_TO DO_: Format every line of the material below as a numbered list, leaving out any blank lines.

┌─ INPUT FOR THIS TASK

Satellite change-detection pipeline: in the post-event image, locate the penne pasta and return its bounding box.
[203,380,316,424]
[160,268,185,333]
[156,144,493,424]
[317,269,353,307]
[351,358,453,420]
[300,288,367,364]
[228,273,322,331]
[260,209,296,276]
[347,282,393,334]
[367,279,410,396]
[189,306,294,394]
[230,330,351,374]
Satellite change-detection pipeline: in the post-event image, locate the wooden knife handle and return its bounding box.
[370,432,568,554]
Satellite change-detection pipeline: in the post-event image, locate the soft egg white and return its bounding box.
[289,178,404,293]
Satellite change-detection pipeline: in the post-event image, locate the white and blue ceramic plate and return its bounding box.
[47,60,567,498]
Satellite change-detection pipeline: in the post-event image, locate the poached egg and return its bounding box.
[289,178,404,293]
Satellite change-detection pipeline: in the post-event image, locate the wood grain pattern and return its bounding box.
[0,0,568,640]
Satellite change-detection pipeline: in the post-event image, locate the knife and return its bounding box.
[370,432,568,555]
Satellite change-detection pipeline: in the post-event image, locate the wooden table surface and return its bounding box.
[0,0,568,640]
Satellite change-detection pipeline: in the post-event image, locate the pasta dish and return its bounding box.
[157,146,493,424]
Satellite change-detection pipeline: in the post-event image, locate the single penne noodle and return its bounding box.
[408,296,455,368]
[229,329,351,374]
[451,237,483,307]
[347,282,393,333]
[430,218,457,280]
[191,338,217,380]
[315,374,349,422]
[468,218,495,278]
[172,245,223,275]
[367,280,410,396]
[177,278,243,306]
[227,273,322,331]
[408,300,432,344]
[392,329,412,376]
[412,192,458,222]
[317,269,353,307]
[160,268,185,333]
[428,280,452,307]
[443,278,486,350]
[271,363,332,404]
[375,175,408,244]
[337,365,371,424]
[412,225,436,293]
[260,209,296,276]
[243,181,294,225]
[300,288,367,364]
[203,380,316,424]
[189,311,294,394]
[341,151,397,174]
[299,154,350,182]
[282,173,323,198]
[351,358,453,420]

└─

_RESPONSE_:
1. Satellite change-detection pipeline: in the post-event image, locate the penne pasta and return its bounding box.
2. [203,380,316,424]
3. [160,268,185,333]
4. [156,144,493,424]
5. [317,269,353,307]
6. [351,358,453,420]
7. [300,288,367,364]
8. [228,273,322,331]
9. [260,209,296,276]
10. [347,282,393,334]
11. [367,279,410,396]
12. [189,306,294,394]
13. [230,330,351,374]
14. Satellite change-detection pipeline: in the post-event image, locate the wooden knife handle and return its bounding box.
15. [370,432,568,554]
16. Satellite change-detection pipeline: in the post-event image, locate the soft egg white and return its bounding box.
17. [289,178,404,293]
18. Satellite change-detection pipeline: in the post-event image, locate the white and blue ceramic plate and return its bounding box.
19. [47,60,567,498]
20. Satellite change-detection pipeline: in the post-event image, locate the poached egg and return its bounding box.
21. [289,178,404,293]
22. Satellite change-detection pipeline: in the post-event image, locate the wood grain pattern and return its bounding box.
23. [0,0,568,640]
24. Satellite change-detection pipeline: in the post-event image, locate the knife and return its bounding box.
25. [370,432,568,555]
26. Satellite change-detection pipeline: in the post-event image, locate the wooden table surface and return its bounding box.
27. [0,0,568,640]
28. Satellite change-detection pipeline: in the post-event image, locate the pasta dish and return its bounding box.
29. [157,146,493,424]
30. Satellite change-detection pipeline: in the post-event image, locate the single penne noodle and return its bounding box.
31. [408,296,455,368]
32. [229,329,351,374]
33. [451,237,483,307]
34. [347,282,393,333]
35. [430,218,457,280]
36. [191,338,217,380]
37. [315,374,349,422]
38. [468,218,495,278]
39. [172,245,223,275]
40. [367,280,410,396]
41. [177,278,243,306]
42. [227,273,322,331]
43. [408,300,432,344]
44. [392,329,412,376]
45. [412,192,458,222]
46. [317,269,353,307]
47. [160,268,185,333]
48. [428,280,452,307]
49. [443,278,486,350]
50. [271,363,332,404]
51. [375,175,408,244]
52. [337,365,371,424]
53. [412,225,436,293]
54. [260,209,296,276]
55. [243,181,294,225]
56. [300,288,367,364]
57. [203,380,316,424]
58. [189,311,294,394]
59. [341,151,397,174]
60. [299,154,350,182]
61. [282,173,323,198]
62. [351,358,453,420]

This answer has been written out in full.